** Natural-language object grounding data **
-=-=-

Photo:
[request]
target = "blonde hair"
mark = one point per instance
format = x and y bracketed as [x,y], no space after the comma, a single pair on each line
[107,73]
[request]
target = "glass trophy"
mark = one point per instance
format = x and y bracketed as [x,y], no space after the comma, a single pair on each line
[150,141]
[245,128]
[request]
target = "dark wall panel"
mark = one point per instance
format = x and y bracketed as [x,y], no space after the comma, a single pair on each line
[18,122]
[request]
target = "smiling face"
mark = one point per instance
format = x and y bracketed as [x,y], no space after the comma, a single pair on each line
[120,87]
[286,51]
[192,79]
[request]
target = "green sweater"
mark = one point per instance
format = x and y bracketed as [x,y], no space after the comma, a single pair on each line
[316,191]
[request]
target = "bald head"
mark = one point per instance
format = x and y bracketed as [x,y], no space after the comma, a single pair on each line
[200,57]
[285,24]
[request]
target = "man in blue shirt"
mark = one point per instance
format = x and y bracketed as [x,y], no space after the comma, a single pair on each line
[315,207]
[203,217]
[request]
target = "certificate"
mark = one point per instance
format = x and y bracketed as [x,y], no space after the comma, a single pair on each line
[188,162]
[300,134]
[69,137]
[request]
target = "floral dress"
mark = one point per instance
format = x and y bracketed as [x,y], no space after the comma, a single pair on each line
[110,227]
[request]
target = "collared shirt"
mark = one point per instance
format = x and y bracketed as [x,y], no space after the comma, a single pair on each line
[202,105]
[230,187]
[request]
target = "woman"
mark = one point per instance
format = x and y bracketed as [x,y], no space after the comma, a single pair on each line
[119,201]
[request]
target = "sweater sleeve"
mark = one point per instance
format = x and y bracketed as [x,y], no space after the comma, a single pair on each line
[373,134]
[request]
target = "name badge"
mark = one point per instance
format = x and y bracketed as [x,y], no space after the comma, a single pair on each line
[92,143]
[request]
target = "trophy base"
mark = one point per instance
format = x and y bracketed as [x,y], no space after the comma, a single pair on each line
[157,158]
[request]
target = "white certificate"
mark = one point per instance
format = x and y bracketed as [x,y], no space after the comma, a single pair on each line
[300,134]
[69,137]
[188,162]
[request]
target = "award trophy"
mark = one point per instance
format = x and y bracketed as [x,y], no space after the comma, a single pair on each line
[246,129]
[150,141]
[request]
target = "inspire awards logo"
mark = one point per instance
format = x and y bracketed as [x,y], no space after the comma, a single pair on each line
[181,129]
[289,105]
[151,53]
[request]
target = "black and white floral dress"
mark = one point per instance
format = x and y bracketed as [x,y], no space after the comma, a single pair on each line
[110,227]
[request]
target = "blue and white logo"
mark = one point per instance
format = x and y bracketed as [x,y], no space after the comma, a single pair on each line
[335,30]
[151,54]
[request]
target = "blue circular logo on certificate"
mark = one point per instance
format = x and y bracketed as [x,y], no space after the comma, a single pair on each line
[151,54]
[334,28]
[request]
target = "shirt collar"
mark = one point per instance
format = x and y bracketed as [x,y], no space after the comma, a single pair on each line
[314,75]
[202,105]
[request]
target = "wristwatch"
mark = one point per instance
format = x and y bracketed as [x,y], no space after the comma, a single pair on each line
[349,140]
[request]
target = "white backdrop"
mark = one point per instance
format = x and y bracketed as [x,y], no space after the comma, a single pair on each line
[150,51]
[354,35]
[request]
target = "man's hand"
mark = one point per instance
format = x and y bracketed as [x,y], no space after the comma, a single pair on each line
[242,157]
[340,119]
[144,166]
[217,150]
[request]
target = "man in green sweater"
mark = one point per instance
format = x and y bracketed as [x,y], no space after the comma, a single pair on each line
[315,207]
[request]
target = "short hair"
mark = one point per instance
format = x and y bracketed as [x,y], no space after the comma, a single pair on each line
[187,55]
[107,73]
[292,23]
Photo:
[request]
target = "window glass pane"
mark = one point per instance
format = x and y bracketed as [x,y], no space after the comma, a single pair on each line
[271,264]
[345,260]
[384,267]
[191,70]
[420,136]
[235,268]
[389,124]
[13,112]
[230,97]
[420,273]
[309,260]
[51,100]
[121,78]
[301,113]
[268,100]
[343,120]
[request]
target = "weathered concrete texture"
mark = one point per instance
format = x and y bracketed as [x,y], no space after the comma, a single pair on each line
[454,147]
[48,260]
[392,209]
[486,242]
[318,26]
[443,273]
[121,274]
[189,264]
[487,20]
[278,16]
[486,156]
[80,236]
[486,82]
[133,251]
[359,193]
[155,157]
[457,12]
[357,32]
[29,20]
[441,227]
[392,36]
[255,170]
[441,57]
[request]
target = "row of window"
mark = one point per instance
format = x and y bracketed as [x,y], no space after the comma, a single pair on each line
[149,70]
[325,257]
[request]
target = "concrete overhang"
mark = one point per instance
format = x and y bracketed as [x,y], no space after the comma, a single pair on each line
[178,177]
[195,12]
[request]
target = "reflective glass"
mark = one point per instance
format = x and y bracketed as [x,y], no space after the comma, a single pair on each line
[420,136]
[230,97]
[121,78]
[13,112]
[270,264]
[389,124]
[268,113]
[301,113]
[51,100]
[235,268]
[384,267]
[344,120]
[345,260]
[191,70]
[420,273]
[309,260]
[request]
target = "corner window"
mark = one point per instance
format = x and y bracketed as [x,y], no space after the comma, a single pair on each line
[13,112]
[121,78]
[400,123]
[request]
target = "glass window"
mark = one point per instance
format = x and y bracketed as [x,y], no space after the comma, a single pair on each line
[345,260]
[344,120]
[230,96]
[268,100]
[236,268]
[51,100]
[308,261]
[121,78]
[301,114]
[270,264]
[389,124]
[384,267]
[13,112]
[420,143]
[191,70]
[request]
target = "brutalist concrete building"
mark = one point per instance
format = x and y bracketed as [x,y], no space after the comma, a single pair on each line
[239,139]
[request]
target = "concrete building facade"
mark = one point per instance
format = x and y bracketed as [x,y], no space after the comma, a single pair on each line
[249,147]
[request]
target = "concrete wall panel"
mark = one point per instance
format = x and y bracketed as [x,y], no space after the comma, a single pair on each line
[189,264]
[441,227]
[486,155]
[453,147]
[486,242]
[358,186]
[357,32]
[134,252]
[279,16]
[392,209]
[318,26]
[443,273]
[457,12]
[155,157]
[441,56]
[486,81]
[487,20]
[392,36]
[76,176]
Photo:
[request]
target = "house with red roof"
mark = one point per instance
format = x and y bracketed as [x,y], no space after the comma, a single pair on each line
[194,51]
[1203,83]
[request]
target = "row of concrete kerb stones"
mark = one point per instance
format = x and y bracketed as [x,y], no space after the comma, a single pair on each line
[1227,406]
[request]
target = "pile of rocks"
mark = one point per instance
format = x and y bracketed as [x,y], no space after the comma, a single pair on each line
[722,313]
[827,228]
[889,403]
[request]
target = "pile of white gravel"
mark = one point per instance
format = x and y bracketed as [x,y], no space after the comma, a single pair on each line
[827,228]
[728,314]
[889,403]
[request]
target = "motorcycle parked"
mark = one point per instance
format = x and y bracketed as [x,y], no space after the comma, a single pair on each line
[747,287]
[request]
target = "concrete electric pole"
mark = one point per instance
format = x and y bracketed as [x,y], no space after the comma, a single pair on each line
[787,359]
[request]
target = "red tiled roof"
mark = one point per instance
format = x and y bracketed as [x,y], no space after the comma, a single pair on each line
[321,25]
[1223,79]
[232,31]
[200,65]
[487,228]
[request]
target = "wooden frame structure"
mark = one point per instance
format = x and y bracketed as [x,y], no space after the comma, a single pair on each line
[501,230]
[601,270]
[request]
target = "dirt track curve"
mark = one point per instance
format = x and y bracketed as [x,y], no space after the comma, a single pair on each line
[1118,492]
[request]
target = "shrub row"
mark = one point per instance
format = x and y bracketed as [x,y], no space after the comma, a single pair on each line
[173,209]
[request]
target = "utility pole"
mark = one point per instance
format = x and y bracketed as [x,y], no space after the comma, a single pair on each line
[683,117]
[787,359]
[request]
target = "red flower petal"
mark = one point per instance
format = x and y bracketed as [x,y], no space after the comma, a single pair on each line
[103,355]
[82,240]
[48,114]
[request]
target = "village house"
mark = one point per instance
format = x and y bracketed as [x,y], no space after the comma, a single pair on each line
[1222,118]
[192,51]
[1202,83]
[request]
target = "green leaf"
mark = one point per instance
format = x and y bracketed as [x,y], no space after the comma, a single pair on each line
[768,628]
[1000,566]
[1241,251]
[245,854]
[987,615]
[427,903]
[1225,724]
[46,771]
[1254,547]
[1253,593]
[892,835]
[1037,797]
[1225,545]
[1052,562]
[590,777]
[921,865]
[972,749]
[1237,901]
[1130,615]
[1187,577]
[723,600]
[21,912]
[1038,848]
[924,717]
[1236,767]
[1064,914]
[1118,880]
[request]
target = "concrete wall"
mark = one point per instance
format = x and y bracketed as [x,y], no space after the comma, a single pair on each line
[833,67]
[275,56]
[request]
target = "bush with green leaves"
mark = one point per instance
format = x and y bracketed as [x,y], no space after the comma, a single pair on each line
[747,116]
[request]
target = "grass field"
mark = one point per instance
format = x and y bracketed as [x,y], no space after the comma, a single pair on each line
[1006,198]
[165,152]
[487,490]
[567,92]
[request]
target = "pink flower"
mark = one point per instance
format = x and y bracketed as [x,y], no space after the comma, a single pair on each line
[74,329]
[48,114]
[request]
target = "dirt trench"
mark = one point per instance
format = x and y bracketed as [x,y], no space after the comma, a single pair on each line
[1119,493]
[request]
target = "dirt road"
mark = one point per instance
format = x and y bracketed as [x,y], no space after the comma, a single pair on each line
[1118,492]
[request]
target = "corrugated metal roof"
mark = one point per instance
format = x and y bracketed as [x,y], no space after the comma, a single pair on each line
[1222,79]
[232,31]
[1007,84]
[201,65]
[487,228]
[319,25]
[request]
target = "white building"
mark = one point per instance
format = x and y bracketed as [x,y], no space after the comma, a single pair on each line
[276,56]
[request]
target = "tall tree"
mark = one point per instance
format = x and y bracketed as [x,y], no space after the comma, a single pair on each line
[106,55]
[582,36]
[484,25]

-=-=-

** REQUIRED ACTION **
Your reply should be only the count of lines in the entries above that contain the word "panel".

** SOLUTION FOR THIS PROBLEM **
2